In questo capitolo cercheremo di riportare quanto da noi direttamente osservato, nella nostra veste di avvocati che si trovano a lavorare nel sistema della giustizia minorile, rispetto alle difficoltà peculiari che il minore straniero molto spesso deve affrontare, tanto al momento della fase processuale quanto durante l’esecuzione di una misura penale, se paragonate a quelle del minore italiano o del minore comunque maggiormente tutelato da un punto di vista sociale. Il nostro luogo di osservazione ci ha permesso di farci un’idea delle criticità del sistema nel rivolgersi ai ragazzi stranieri, nonché delle direzioni che si dovrebbero intraprendere e che cominciano a essere indicate da sperimentazioni virtuose.
L’obiettivo del procedimento penale minorile italiano è la tutela della realtà evolutiva del minorenne dall’impatto con l’esperienza giudiziaria, definita di per sé stessa dannosa, tanto da imporre la più rapida fuoriuscita del minore dal processo. Il sistema minorile italiano è caratterizzato dal minimo ricorso alla detenzione, da una giurisdizione ‘mite’ dove l’imputato minorenne non è trattato da adulto, ma posto al centro della vicenda processuale come soggetto vulnerabile da tutelare nel corso del procedimento e responsabilizzare rispetto alla condotta deviante. Le attenzioni per l’imputato minorenne non riguardano esclusivamente la fase terminale del processo minorile, con la previsione di misure alternative alla detenzione in Ipm, ma afferiscono anche la fase processuale, dalla messa alla prova (attraverso la quale si evita lo stress del procedimento penale, sospendendolo) alle specifiche salvaguardie previste sul piano procedurale (ad esempio, le cautele adottate per l’esame dell’imputato).
In questo contesto il ruolo dell’avvocato diviene di fondamentale importanza perché, di fatto, è grazie soprattutto al difensore che l’imputato minorenne ha la possibilità di comprendere l’indecifrabile vicenda processuale che sta vivendo.
□ □ □ □
> Consegna
Qual è, secondo il brano sulla giustizia minorile, l'obiettivo del procedimento penale minorile italiano?

> Elenco proposto
□ □ □ □
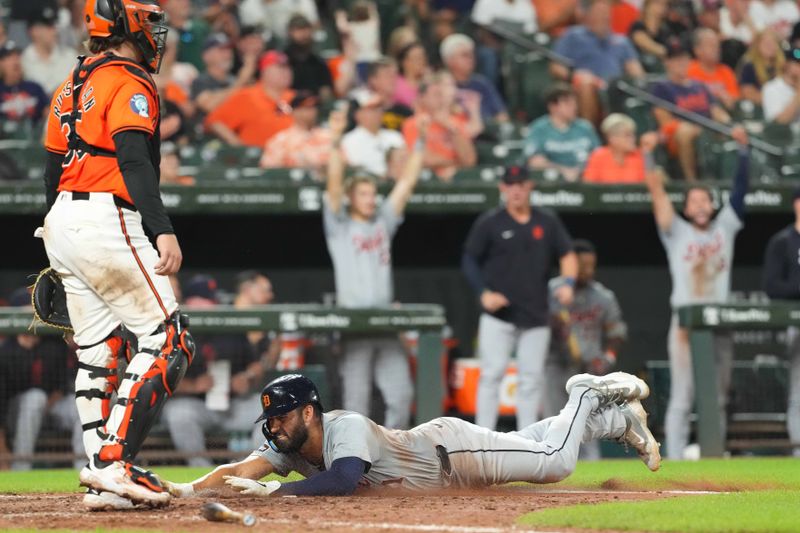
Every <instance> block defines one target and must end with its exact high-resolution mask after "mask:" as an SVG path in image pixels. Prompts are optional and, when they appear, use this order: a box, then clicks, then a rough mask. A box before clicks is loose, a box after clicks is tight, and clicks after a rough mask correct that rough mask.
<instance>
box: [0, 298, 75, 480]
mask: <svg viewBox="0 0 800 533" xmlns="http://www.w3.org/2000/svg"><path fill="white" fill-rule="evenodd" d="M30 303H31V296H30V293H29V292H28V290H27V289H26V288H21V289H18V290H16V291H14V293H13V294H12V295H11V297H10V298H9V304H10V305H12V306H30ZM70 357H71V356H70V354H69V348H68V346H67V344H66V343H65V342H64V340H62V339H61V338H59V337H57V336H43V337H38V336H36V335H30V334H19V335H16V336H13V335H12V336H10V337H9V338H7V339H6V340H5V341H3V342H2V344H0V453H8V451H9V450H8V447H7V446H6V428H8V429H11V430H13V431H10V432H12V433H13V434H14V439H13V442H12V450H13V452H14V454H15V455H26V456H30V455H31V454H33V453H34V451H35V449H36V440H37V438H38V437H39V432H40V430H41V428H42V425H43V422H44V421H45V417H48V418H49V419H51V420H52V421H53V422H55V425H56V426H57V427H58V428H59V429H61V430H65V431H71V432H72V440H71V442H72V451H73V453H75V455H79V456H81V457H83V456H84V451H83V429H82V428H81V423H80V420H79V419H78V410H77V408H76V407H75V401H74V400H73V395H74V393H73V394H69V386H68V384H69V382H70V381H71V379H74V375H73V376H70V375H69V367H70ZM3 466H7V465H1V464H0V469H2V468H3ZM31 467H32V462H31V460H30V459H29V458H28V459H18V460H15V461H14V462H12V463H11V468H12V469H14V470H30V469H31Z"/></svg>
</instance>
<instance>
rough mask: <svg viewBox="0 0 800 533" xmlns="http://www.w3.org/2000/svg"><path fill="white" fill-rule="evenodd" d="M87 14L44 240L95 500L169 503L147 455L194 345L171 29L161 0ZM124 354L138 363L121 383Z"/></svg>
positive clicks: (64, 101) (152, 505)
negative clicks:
□ □ □ □
> Soluzione
Tutelare la realtà evolutiva del minorenne dall'impatto con l'esperienza giudiziaria.